Problem - Repeat word for word the line with "the vehicle cab" and every line after it until the records below run out.

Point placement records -
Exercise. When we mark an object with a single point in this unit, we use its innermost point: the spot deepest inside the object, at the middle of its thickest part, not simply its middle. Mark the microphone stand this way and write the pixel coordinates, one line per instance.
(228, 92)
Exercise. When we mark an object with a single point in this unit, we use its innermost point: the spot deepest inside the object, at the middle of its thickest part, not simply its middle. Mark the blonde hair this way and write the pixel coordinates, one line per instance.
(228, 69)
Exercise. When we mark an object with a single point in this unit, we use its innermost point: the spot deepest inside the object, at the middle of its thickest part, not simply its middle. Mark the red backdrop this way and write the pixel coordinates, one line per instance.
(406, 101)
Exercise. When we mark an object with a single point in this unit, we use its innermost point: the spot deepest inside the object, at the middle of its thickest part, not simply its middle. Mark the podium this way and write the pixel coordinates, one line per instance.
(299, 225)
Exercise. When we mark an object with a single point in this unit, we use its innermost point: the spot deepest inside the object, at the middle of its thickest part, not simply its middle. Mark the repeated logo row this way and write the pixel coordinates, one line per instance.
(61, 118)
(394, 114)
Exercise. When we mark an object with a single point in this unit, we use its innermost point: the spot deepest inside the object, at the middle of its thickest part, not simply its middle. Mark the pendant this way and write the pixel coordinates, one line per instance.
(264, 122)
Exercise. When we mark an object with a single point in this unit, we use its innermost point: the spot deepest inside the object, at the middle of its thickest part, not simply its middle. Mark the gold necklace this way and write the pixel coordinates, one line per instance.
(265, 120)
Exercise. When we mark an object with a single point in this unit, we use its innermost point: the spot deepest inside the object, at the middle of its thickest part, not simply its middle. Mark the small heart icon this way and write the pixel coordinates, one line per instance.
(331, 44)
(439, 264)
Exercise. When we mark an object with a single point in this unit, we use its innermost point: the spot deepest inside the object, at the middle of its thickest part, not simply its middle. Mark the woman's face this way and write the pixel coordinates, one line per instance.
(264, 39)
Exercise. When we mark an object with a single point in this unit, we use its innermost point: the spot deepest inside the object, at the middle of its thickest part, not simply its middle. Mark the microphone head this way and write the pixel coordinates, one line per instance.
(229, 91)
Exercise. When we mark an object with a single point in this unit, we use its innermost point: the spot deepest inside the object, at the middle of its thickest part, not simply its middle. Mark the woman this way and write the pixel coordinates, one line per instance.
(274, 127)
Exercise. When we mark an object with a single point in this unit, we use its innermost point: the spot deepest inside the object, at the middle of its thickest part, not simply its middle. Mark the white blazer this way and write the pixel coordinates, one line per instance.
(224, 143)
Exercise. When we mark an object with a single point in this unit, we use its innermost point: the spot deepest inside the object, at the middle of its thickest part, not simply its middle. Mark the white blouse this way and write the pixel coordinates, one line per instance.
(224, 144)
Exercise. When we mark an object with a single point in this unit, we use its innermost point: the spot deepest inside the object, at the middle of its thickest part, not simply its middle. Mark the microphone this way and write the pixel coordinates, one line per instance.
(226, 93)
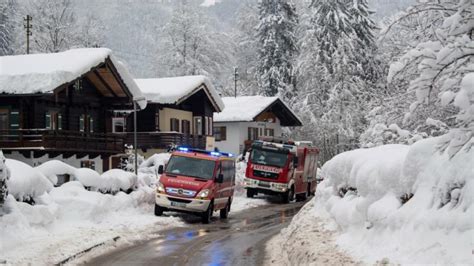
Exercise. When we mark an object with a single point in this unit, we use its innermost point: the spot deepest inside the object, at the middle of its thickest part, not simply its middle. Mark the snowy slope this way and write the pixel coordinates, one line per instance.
(397, 203)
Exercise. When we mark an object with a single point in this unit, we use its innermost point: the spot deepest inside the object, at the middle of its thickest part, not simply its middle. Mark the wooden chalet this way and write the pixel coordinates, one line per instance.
(179, 112)
(64, 104)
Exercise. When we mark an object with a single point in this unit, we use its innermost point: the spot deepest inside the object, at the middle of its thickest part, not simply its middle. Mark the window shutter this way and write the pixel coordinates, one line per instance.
(14, 120)
(60, 122)
(48, 120)
(223, 133)
(91, 124)
(81, 123)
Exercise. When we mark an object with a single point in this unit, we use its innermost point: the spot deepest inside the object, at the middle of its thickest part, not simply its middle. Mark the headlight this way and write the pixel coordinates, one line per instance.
(203, 193)
(160, 188)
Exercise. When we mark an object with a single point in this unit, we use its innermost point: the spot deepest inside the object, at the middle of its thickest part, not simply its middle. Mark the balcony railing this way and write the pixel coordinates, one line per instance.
(163, 140)
(61, 140)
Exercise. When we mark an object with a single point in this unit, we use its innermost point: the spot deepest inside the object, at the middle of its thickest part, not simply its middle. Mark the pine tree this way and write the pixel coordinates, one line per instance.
(276, 35)
(6, 26)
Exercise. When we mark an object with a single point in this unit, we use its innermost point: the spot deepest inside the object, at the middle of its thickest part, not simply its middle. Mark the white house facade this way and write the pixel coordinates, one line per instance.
(247, 118)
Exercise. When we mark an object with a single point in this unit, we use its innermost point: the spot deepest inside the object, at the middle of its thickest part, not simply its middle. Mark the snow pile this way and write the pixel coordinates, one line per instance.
(116, 179)
(410, 204)
(26, 183)
(4, 176)
(41, 73)
(174, 90)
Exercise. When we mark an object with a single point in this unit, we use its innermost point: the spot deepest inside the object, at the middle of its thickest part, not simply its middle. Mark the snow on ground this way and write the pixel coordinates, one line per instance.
(392, 203)
(69, 219)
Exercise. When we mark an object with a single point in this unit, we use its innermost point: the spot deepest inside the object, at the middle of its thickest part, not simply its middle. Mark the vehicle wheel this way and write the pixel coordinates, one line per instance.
(289, 195)
(225, 212)
(207, 215)
(250, 193)
(158, 210)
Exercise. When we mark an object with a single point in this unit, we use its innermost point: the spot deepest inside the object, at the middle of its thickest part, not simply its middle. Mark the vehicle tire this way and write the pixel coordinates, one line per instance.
(225, 212)
(251, 193)
(158, 210)
(289, 195)
(207, 215)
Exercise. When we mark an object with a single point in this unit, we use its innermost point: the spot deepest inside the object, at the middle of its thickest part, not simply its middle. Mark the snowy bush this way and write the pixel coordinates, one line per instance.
(417, 193)
(4, 176)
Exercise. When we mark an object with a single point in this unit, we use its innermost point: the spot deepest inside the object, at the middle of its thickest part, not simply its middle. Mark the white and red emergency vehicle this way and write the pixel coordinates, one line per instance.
(196, 181)
(279, 167)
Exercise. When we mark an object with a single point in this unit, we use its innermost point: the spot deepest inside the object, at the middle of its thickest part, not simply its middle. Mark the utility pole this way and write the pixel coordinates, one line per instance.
(236, 75)
(28, 27)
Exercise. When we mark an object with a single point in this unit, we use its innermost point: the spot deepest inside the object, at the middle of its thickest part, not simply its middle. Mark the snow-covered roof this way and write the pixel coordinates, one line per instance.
(175, 90)
(247, 108)
(43, 73)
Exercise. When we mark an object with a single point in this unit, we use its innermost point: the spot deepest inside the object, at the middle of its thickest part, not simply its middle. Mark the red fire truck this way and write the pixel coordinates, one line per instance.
(279, 167)
(196, 181)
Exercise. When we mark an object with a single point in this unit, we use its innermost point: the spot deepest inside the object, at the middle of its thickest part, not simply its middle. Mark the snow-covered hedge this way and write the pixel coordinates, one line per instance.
(26, 183)
(4, 176)
(410, 204)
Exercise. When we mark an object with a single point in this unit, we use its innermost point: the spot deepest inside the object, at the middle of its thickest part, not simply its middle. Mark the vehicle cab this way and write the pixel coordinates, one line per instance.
(196, 181)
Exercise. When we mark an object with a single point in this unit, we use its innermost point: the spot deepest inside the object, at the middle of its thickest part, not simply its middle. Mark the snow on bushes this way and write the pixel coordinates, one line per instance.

Response for this exercise -
Exercise. When we mark an object with a single point in this unit, we use its innermost point: the spot deepest inside the object, at the middle of its thickest part, not simply its middle. Mark the vehicle cab this way and write the pixel coordinates, one line per instance.
(196, 181)
Exercise. When we mark an object with a single point in this unit, we use its innermost point: the spot deepest inside the object, at the middle of its thickest part, not simply its middle. Mark the snow on bushes this way and write the pixel coordinates, one line per instance.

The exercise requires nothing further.